_TEXT PROVIDED:_
Personal information
- Full name: Peter Andreas Larsson
- Born: 13 August 1974 (age 51) Stöpen, Skövde, Sweden
- Nationality: Swedish
- Height: 1.92 m (6 ft 4 in)
- Playing position: Right back

Club information
- Current club: Retired

Youth career
- Years: Team
- -1990: HK Country
- 1990-: IFK Skövde

Senior clubs
- Years: Team
- -1996: IFK Skövde
- 1996-1997: TuS Schutterwald
- 1997-1999: TBV Lemgo
- 1999-2004: HSG Nordhorn
- 2004: HK Country
- 2004: IFK Skövde

National team
- Years: Team / Apps / (Gls)
- 1993-2003: Sweden / 126 / (300)

Medal record
Olympic Games
| Silver medal – second place | 1996 Atlanta | Team |
| Silver medal – second place | 2000 Sydney | Team |
European Championship
| Gold medal – first place | 1998 Italy |  |
| Gold medal – first place | 2000 Croatia |  |
| Gold medal – first place | 2002 Sweden |  |
World Championship
| Silver medal – second place | 1997 Japan |  |

= Andreas Larsson (handballer) =

Swedish handball player (born 1974)

_ENTRIES SUPPLIED:_
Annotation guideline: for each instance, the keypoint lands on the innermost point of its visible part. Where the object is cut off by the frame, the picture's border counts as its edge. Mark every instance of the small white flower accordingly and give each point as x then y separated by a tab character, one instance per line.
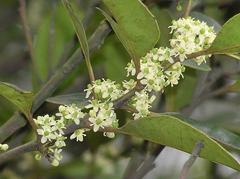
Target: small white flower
78	134
131	70
3	147
109	134
71	112
190	35
104	90
142	102
101	115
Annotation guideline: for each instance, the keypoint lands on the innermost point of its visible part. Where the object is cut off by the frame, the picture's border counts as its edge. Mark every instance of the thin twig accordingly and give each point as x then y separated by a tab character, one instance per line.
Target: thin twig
27	32
188	8
189	163
28	147
17	121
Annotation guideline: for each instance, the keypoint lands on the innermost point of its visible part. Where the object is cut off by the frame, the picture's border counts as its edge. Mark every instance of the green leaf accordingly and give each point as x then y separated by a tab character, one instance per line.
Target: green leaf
235	56
164	18
74	98
228	39
138	32
210	21
171	131
54	33
193	64
79	29
115	59
22	99
181	95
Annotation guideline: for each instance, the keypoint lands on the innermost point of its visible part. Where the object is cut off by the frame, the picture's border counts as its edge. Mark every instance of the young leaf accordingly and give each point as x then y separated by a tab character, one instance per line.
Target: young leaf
78	26
74	98
171	131
22	99
138	33
228	39
79	29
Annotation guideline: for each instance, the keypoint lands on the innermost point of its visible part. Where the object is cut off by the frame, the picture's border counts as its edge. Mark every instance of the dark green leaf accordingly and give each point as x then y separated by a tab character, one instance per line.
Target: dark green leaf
79	29
228	39
22	99
164	18
171	131
138	33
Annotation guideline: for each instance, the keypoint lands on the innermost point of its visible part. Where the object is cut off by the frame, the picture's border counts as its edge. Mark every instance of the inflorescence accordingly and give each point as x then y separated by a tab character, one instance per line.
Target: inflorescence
160	68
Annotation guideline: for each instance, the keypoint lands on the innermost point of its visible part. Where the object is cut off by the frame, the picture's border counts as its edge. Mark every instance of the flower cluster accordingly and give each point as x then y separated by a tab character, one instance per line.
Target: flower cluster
190	35
161	67
51	130
3	147
104	90
157	69
142	102
101	115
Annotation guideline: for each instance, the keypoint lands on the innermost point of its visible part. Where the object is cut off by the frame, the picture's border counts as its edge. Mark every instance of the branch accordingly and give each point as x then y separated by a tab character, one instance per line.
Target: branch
28	147
16	121
188	8
26	29
189	163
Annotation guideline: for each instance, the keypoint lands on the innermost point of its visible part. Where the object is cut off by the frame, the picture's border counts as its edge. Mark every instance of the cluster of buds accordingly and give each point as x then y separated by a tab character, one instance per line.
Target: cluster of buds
3	147
189	36
161	67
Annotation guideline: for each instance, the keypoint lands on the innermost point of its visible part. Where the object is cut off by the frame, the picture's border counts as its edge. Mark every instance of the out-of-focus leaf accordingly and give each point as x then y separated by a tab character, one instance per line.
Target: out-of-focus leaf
228	39
181	95
22	99
193	64
171	131
235	87
223	136
138	33
54	33
210	21
235	56
74	98
79	29
41	45
115	59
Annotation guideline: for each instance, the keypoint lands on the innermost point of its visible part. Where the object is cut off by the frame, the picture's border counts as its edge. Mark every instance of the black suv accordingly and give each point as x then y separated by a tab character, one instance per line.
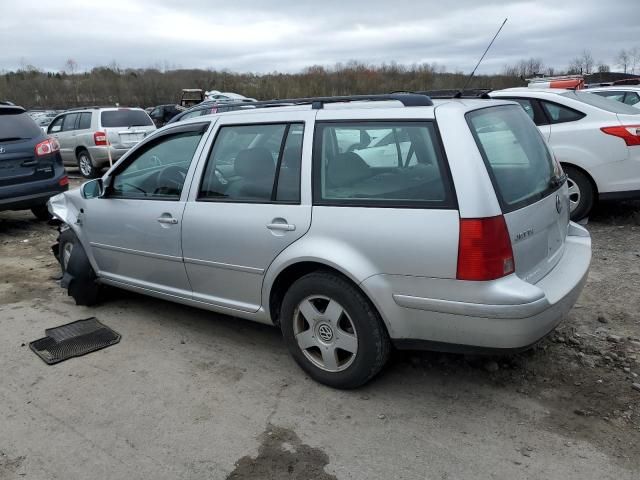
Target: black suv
31	168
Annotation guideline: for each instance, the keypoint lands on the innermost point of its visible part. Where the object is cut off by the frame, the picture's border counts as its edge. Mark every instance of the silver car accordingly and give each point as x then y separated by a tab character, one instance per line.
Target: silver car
353	225
93	138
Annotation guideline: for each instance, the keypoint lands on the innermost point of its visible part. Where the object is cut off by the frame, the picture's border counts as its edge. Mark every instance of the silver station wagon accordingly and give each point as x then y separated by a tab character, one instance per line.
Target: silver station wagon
353	224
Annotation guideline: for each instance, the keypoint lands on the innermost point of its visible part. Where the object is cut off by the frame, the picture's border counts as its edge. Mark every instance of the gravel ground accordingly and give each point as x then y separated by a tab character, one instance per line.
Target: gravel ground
189	394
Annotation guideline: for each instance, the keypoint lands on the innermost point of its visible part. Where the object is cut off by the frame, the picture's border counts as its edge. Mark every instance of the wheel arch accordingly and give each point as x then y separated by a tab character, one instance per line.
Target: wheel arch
81	148
586	174
296	270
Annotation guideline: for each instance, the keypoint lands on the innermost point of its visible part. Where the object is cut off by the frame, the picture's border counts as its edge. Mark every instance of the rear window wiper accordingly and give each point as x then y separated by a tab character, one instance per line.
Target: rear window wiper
12	139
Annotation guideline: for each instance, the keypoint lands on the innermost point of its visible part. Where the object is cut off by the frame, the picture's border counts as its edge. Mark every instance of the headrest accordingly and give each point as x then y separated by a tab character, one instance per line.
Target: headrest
347	168
254	163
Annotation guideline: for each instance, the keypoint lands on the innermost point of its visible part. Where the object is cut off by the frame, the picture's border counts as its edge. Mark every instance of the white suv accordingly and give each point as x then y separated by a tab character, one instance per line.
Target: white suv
93	137
596	140
352	224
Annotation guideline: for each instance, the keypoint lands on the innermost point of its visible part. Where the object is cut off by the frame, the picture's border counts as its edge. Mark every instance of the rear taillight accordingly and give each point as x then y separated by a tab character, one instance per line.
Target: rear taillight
100	139
47	147
484	249
629	133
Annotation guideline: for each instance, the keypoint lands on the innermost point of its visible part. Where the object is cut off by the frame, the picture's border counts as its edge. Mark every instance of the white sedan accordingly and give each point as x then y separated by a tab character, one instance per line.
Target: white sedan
597	141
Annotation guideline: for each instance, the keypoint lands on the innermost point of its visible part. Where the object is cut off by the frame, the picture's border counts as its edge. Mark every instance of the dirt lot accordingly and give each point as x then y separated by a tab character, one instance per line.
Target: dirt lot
189	394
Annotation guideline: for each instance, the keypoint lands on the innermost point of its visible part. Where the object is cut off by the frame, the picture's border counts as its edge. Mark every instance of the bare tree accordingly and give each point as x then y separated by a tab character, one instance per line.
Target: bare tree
634	58
575	67
587	61
623	58
70	67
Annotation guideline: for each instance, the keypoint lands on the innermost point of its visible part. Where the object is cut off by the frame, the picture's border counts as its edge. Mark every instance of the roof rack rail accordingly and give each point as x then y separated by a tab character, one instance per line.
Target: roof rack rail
476	93
317	103
92	107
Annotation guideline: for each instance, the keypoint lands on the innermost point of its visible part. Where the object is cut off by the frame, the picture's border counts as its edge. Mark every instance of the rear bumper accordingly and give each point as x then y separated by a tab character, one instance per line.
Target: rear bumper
505	314
628	195
31	194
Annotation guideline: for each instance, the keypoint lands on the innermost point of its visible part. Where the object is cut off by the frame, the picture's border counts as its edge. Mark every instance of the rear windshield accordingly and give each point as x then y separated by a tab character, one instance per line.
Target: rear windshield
603	103
17	126
125	118
515	153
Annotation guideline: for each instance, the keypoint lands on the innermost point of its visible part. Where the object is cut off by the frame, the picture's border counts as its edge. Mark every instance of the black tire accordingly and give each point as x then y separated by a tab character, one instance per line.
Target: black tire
373	344
85	165
581	191
78	275
41	212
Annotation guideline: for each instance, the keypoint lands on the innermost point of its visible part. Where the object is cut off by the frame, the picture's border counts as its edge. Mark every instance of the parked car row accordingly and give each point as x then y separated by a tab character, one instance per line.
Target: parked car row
596	140
31	169
261	213
94	138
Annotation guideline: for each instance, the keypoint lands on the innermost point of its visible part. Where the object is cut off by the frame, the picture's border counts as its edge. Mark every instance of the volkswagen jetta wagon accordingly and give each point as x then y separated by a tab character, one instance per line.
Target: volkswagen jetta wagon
353	224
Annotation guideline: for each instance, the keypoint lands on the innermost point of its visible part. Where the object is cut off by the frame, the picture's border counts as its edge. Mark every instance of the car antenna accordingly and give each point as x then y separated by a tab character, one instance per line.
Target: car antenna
459	94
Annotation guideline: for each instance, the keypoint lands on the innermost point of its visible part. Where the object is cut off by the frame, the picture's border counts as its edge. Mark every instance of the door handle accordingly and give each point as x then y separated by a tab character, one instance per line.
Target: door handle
283	227
169	220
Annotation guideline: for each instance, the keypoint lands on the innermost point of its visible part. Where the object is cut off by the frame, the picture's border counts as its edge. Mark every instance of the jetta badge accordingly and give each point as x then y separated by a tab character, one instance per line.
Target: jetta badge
558	204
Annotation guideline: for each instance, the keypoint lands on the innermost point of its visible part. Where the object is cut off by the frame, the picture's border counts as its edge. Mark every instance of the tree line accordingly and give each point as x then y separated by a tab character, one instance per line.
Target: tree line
111	85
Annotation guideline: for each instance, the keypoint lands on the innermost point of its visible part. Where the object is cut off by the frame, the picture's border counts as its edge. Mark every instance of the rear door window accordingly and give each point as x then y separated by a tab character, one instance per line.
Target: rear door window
125	118
631	98
380	163
613	95
69	122
254	164
517	158
17	126
559	113
85	121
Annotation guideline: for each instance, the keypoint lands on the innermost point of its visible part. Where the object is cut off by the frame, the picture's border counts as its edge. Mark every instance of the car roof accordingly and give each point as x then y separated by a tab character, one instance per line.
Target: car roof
363	110
629	88
11	109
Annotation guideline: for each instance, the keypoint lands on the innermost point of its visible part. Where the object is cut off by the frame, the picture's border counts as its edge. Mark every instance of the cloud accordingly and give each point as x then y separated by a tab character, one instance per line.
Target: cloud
286	35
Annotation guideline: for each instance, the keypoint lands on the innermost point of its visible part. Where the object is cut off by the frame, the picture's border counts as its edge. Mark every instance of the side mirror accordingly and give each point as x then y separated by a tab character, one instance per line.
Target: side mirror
93	189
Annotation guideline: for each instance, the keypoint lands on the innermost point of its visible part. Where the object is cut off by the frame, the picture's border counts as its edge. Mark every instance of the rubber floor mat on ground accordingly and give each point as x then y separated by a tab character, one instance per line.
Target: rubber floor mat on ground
73	340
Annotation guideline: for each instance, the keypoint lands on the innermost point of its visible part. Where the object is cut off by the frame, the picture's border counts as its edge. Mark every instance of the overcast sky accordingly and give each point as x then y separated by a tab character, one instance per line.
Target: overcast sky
287	35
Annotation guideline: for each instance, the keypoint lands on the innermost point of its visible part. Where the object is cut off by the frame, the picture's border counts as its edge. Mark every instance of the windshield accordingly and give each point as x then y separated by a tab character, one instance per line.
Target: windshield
602	102
17	126
125	118
515	153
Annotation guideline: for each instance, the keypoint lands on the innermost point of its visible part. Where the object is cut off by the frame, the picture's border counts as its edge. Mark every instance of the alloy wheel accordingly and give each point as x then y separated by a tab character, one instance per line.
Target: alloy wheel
325	333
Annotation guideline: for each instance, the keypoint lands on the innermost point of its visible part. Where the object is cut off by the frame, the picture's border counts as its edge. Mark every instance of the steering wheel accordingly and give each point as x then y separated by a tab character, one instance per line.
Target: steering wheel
172	177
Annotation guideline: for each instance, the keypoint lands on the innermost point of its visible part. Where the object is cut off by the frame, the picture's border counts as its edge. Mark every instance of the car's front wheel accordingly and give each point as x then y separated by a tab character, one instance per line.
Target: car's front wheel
87	170
581	193
333	331
78	275
41	212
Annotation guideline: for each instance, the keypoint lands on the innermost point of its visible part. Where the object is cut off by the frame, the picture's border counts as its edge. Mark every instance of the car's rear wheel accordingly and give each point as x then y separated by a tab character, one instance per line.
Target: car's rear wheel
77	274
41	212
581	193
87	170
333	331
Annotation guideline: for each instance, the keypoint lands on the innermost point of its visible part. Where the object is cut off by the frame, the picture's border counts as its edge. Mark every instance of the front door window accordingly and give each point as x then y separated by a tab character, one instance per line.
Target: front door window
159	170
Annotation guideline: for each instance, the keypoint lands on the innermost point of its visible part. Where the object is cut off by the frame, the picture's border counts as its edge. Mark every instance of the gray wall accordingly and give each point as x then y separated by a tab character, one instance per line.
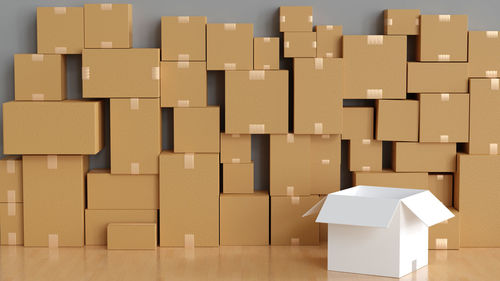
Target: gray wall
18	35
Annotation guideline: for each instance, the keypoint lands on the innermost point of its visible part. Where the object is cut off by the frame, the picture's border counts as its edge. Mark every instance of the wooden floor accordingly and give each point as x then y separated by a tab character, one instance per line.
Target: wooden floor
224	263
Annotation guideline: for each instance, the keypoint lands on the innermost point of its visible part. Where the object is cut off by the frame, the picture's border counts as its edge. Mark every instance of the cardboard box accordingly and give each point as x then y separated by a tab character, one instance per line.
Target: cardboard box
108	26
397	120
266	53
299	44
121	192
364	56
358	123
295	18
288	226
290	167
401	22
183	84
437	77
39	77
54	200
444	118
477	198
229	46
189	199
121	73
244	219
442	38
62	127
196	129
423	157
318	90
96	222
135	134
256	102
131	236
237	178
235	148
183	38
59	30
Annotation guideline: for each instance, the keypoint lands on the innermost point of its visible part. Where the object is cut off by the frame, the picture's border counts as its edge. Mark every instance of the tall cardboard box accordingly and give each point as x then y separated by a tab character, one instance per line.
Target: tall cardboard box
183	38
135	135
59	127
189	199
256	102
39	77
318	90
108	26
229	46
380	60
59	30
444	118
244	219
290	168
121	73
54	200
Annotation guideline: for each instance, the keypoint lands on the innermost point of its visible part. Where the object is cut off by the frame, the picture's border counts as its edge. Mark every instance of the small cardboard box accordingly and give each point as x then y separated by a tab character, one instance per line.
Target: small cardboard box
189	199
318	90
256	102
54	200
59	30
266	53
229	46
299	44
59	127
444	117
437	77
183	84
380	60
135	135
183	38
244	219
442	38
397	120
121	73
108	26
196	129
237	178
39	77
135	192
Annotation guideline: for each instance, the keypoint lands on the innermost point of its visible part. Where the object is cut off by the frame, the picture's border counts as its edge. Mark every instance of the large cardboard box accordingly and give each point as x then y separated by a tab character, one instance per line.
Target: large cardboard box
423	157
444	118
54	200
135	134
59	127
121	73
96	222
290	167
397	120
318	90
427	77
108	26
380	60
256	102
39	77
442	38
121	192
229	46
189	199
288	226
59	30
244	219
196	129
183	38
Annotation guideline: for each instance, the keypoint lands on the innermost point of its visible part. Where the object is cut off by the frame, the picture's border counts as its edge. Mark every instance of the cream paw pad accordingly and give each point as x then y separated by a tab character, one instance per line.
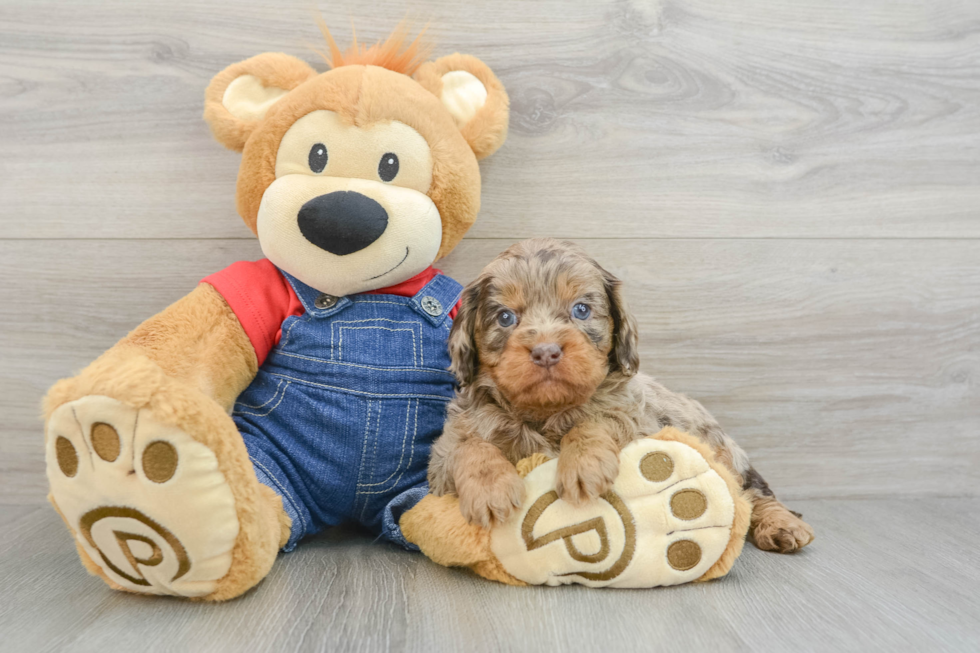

_EXERCISE INSTRUCTIONS:_
• a. Reproduce the part of the Andreas Larsson profile between "Senior clubs" and "Apps / (Gls)", inclusive.
• b. Pick up the Andreas Larsson profile after its last line and write what comes next.

_EXPECTED RESULTS:_
• a.
Senior clubs
- Years: Team
- -1996: IFK Skövde
- 1996-1997: TuS Schutterwald
- 1997-1999: TBV Lemgo
- 1999-2004: HSG Nordhorn
- 2004: HK Country
- 2004: IFK Skövde

National team
- Years: Team / Apps / (Gls)

• b.
Peter Andreas Larsson (born 13 August 1974) is a Swedish handball player who won European Championship three times in a row and won silver medals at the 1996 Summer Olympics and in the 2000 Summer Olympics.

==Career==
Larsson started playing handball at HK Country, where he also practiced motocross. At the age of 16 he joined IFK Skövde where he played handball, while he practiced Motocross in Tibro. When he was promoted to the IFK Skövde first team he decided to focus fully on handball. He played for IFK Skövde until 1996, reaching 107 matches and 500 goals for the club.

He then moved to Germany to become professional. First to TuS Schutterwald, then to TBV Lemgo for two seasons. With Lemgo he won the 1997 German Supercup. In the 1997-98 EHF Champions League he reached the semifinal, where Lemgo lost to FC Barcelona. In 1999 he moved to HSG Nordhorn, where he played until 2004.

In 2004 he returned to his childhood club HK Country, where he retired. In 2006 he made a comeback for IFK Skövde, until an infection in the knee prevented him from playing.

His shirt number (#13) is retired at IFK Skövde.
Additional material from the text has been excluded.